<<<<

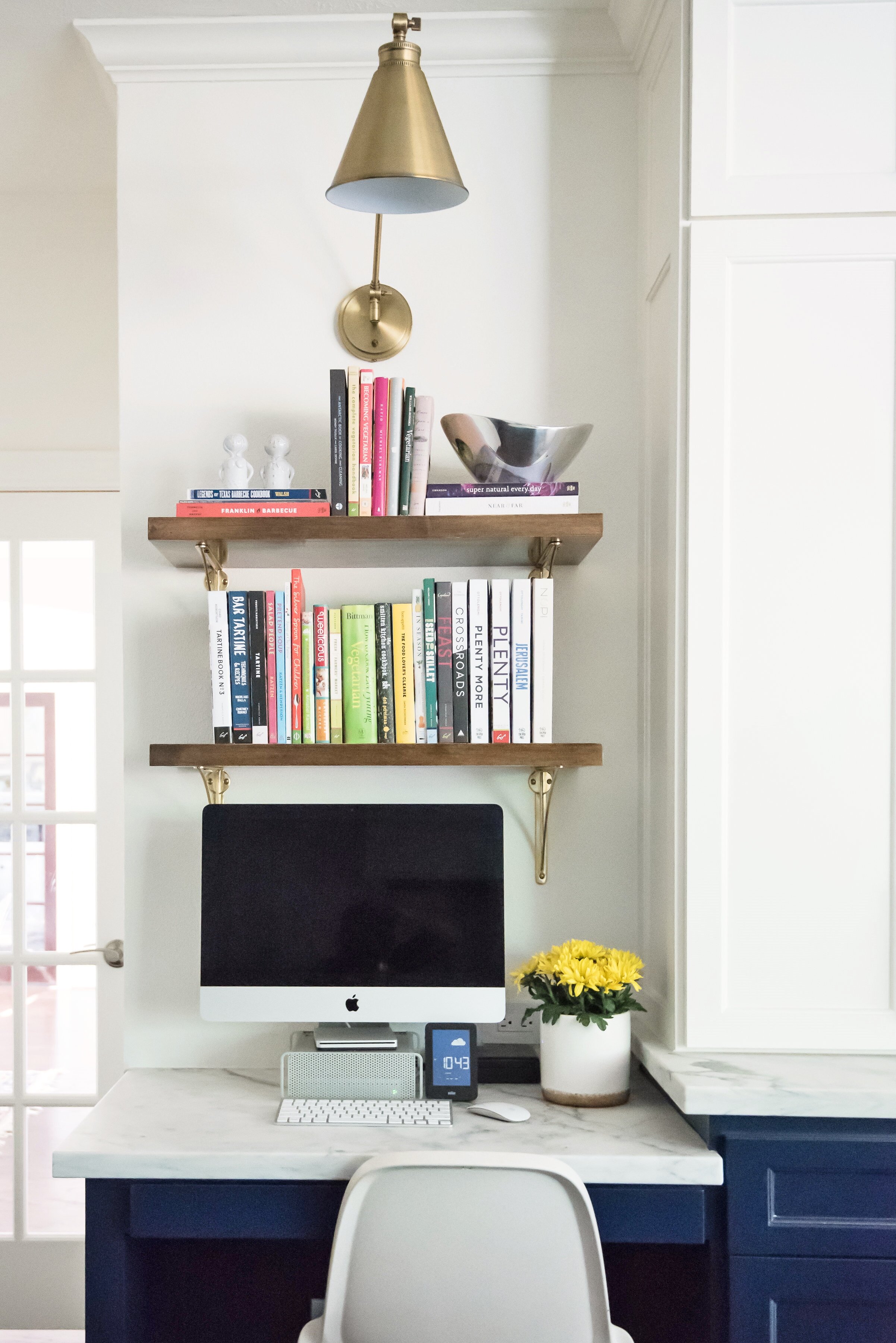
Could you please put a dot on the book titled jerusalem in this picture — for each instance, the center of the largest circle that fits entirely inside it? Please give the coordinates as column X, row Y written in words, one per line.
column 321, row 676
column 444, row 663
column 431, row 685
column 501, row 660
column 359, row 676
column 258, row 668
column 240, row 703
column 459, row 661
column 386, row 683
column 339, row 444
column 521, row 658
column 219, row 651
column 478, row 641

>>>>

**Problem statement:** Please repeat the data above word for word, leaving out the pictures.

**Exercise solution:**
Could you please put a dot on the book titled jerusalem in this picture — for each instance, the center of the largest circle that fits entirely inside it? Please give the coordinates as column X, row Y written in words, one per line.
column 321, row 676
column 444, row 663
column 431, row 685
column 501, row 660
column 359, row 676
column 258, row 668
column 240, row 703
column 459, row 661
column 386, row 683
column 339, row 444
column 521, row 658
column 219, row 651
column 478, row 641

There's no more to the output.